## Exercise requirements
Present every line of the material below as a Markdown table with two columns, Row and Line, giving each line a row number and leaving out blank lines.

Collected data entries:
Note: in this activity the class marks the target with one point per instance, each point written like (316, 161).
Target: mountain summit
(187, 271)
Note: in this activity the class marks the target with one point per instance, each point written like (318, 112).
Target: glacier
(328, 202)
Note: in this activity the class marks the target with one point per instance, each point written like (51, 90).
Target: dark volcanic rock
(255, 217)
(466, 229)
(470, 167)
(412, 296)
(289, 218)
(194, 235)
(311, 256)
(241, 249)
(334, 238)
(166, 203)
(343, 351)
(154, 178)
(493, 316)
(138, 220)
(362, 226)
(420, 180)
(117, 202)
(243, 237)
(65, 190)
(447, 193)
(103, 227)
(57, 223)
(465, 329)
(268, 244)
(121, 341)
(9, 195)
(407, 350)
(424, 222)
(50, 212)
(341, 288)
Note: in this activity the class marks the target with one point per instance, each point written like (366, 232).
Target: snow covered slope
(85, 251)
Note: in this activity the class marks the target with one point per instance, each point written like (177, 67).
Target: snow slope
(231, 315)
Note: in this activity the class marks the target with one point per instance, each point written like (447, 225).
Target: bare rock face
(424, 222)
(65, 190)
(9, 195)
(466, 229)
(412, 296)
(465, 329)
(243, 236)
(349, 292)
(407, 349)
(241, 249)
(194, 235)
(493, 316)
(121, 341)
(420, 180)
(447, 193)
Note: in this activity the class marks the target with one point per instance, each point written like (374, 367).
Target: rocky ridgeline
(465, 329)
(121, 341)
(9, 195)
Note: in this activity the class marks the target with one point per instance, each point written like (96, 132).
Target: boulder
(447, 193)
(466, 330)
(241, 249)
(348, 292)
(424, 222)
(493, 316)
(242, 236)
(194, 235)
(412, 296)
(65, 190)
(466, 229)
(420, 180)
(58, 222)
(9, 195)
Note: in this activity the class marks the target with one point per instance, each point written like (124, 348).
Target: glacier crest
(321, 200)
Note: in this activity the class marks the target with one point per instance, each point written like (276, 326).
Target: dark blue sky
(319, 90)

## Solution for this problem
| Row | Line |
|---|---|
| 1 | Note: in this activity the class marks the target with one point per instance, each point written like (316, 161). |
| 2 | Target: mountain summit |
| 3 | (187, 271) |
| 4 | Note: in this activity the class marks the target with one point per instance, each point written like (318, 112). |
| 5 | Target: glacier |
| 6 | (328, 202) |
| 7 | Note: in this activity the class marks the target with one point per instance, each point written like (51, 90). |
| 8 | Target: dark volcanic rock |
| 9 | (255, 217) |
| 10 | (466, 229) |
| 11 | (470, 167) |
| 12 | (412, 296) |
| 13 | (289, 218) |
| 14 | (194, 235) |
| 15 | (311, 256) |
| 16 | (241, 249) |
| 17 | (334, 238) |
| 18 | (166, 203) |
| 19 | (343, 351) |
| 20 | (154, 178) |
| 21 | (493, 316) |
| 22 | (138, 220) |
| 23 | (362, 226) |
| 24 | (420, 180) |
| 25 | (117, 202) |
| 26 | (243, 237) |
| 27 | (65, 190) |
| 28 | (447, 193) |
| 29 | (103, 227) |
| 30 | (57, 223) |
| 31 | (465, 329) |
| 32 | (268, 244) |
| 33 | (121, 341) |
| 34 | (9, 195) |
| 35 | (407, 350) |
| 36 | (424, 222) |
| 37 | (50, 212) |
| 38 | (341, 288) |
| 39 | Note: in this activity the class marks the target with one point per instance, each point written like (366, 232). |
| 40 | Target: snow covered slope |
| 41 | (85, 251) |
| 42 | Note: in this activity the class marks the target with one point per instance, each point written like (177, 67). |
| 43 | Target: snow slope |
| 44 | (231, 315) |
| 45 | Note: in this activity the class marks the target with one point per instance, each point written like (447, 225). |
| 46 | Target: bare rock face |
| 47 | (424, 222) |
| 48 | (65, 190) |
| 49 | (9, 195) |
| 50 | (466, 229) |
| 51 | (412, 296) |
| 52 | (465, 329) |
| 53 | (243, 236) |
| 54 | (349, 292) |
| 55 | (407, 349) |
| 56 | (241, 249) |
| 57 | (194, 235) |
| 58 | (493, 316) |
| 59 | (121, 341) |
| 60 | (420, 180) |
| 61 | (447, 193) |
| 62 | Note: in this activity the class marks the target with one point per instance, each point written like (374, 367). |
| 63 | Target: rocky ridgeline |
| 64 | (465, 329) |
| 65 | (121, 341) |
| 66 | (9, 195) |
| 67 | Note: in this activity the class marks the target with one point per instance, each point written like (96, 132). |
| 68 | Target: boulder |
| 69 | (447, 193) |
| 70 | (466, 330) |
| 71 | (241, 249) |
| 72 | (348, 292) |
| 73 | (424, 222) |
| 74 | (493, 316) |
| 75 | (242, 236) |
| 76 | (194, 235) |
| 77 | (412, 296) |
| 78 | (65, 190) |
| 79 | (466, 229) |
| 80 | (420, 180) |
| 81 | (58, 222) |
| 82 | (9, 195) |
| 83 | Note: in this activity the class marks the target with one point per instance, each point written like (124, 348). |
| 84 | Target: glacier crest |
| 85 | (321, 200) |
| 86 | Note: in this activity the class marks the target with one point per instance, each point written like (276, 326). |
| 87 | Target: dark blue sky |
| 88 | (319, 90) |